Your answer should consist only of the lines below from the one with "like x=33, y=370." through the one with "like x=587, y=387.", copied exactly.

Items listed in a dataset
%%
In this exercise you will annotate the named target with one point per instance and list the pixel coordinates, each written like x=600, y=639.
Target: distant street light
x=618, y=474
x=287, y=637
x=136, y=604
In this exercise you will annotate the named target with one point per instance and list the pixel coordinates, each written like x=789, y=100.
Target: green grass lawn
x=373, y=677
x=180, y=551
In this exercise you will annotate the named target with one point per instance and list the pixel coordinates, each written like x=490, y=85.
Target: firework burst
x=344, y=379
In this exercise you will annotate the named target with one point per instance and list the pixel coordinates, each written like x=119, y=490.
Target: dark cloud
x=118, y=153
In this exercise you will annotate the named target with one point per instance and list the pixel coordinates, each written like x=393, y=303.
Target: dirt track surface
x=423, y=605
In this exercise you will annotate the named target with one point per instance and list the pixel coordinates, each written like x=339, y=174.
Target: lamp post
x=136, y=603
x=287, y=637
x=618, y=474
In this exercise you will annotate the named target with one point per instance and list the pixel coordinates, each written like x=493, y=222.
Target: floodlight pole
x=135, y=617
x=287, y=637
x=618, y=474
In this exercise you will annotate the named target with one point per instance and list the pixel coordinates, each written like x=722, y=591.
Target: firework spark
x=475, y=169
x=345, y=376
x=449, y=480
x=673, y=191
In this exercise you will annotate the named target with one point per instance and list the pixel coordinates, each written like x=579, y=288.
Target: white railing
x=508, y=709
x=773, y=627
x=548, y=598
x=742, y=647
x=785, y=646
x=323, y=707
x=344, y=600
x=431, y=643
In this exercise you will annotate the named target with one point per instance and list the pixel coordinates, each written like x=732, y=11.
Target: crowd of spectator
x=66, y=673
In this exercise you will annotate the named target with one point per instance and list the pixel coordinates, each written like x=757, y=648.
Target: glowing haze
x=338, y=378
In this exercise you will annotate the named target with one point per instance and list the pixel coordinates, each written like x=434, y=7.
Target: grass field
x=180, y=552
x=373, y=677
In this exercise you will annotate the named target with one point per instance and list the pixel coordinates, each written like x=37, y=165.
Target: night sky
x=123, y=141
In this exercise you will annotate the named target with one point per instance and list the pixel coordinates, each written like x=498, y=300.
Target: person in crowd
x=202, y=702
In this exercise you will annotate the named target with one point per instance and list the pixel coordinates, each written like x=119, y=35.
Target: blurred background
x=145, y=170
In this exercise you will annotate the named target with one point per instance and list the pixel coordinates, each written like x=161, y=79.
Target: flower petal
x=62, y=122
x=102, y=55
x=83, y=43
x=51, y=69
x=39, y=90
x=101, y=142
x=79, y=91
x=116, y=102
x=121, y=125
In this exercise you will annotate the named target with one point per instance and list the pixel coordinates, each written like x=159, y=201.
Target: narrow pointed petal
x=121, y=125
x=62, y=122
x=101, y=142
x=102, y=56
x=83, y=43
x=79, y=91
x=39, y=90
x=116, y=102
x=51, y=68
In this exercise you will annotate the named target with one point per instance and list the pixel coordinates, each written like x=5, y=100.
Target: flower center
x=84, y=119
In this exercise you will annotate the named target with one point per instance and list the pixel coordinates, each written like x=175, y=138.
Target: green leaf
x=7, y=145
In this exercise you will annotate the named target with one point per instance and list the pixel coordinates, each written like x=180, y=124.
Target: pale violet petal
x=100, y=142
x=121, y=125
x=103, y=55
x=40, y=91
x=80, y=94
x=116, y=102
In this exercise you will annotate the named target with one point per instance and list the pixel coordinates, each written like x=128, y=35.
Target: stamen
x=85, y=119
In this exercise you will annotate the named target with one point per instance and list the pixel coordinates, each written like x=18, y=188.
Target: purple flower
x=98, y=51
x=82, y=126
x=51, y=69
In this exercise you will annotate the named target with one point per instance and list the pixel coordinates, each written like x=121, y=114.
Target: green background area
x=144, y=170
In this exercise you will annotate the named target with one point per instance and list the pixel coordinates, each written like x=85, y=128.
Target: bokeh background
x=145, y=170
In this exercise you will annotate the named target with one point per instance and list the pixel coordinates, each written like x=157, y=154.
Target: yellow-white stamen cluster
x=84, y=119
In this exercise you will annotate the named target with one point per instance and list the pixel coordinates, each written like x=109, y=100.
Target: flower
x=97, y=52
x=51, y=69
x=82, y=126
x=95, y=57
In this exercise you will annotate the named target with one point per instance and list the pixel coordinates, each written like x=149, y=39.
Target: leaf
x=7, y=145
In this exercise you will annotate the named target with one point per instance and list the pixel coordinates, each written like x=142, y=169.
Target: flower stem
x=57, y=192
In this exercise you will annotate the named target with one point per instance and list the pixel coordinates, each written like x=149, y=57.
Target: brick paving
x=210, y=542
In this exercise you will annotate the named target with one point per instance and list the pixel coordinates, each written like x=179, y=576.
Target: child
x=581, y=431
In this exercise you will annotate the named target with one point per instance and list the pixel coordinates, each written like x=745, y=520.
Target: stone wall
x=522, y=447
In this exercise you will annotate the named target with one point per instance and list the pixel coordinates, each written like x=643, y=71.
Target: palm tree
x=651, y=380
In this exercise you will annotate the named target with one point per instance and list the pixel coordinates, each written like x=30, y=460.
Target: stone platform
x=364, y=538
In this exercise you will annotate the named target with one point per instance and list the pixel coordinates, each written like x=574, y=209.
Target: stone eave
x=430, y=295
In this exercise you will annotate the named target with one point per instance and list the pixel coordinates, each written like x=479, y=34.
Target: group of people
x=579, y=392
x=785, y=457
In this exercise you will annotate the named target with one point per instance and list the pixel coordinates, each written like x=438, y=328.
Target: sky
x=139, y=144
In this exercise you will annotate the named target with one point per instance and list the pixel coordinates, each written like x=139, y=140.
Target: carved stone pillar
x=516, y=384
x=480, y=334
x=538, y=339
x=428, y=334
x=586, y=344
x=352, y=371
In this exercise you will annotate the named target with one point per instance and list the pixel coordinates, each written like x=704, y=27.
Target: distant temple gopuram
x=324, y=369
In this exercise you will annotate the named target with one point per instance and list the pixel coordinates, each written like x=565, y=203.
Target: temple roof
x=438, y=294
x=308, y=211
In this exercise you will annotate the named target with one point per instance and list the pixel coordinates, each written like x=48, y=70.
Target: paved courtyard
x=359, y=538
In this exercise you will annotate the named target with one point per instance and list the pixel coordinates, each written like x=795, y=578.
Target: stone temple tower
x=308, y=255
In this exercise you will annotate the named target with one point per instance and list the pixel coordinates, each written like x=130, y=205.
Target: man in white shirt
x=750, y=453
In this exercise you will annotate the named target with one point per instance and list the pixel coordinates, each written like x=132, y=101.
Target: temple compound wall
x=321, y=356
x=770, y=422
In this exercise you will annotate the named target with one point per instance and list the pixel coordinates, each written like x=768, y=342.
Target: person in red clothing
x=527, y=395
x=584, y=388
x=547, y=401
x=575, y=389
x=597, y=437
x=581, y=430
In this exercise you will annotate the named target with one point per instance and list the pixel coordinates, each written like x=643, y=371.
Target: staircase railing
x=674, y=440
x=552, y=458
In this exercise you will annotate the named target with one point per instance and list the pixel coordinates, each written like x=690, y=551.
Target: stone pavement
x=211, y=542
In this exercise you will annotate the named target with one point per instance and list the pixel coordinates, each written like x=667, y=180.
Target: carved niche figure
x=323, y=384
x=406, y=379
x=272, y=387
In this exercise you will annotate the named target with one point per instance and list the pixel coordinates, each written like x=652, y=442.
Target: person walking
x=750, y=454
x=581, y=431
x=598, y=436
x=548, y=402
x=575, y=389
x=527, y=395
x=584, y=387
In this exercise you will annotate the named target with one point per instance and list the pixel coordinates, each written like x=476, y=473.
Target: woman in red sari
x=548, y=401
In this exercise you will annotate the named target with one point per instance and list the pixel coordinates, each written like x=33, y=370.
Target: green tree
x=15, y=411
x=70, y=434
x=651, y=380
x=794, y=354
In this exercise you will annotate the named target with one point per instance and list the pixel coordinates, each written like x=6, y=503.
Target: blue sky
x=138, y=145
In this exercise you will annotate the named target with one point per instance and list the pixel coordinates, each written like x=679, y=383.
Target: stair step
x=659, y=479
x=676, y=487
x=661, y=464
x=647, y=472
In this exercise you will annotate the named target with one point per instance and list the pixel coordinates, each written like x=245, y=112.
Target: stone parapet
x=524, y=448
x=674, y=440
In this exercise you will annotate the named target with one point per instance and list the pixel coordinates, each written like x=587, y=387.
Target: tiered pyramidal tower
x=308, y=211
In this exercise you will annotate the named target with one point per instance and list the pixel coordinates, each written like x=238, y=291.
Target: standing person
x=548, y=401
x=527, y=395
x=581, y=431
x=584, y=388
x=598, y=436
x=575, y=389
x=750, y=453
%%
### Solution for this task
In this exercise you will annotate the named target with one point per instance and list the pixel coordinates, each written like x=33, y=370.
Target: green tree
x=15, y=411
x=70, y=434
x=651, y=380
x=794, y=354
In this exercise you will annotate the named target with one point per instance and list the pixel coordinates, each written like x=6, y=503.
Target: blue sky
x=138, y=145
In this exercise you will annotate the named target with one point per instance and list the pixel coordinates, each written like x=679, y=383.
Target: stair step
x=659, y=479
x=676, y=487
x=661, y=464
x=647, y=472
In this exercise you will annotate the named target with one point per instance and list the pixel coordinates, each written like x=245, y=112.
Target: stone parapet
x=524, y=448
x=674, y=440
In this exercise you will annotate the named target with one point per instance and list the pixel coordinates, each written like x=587, y=387.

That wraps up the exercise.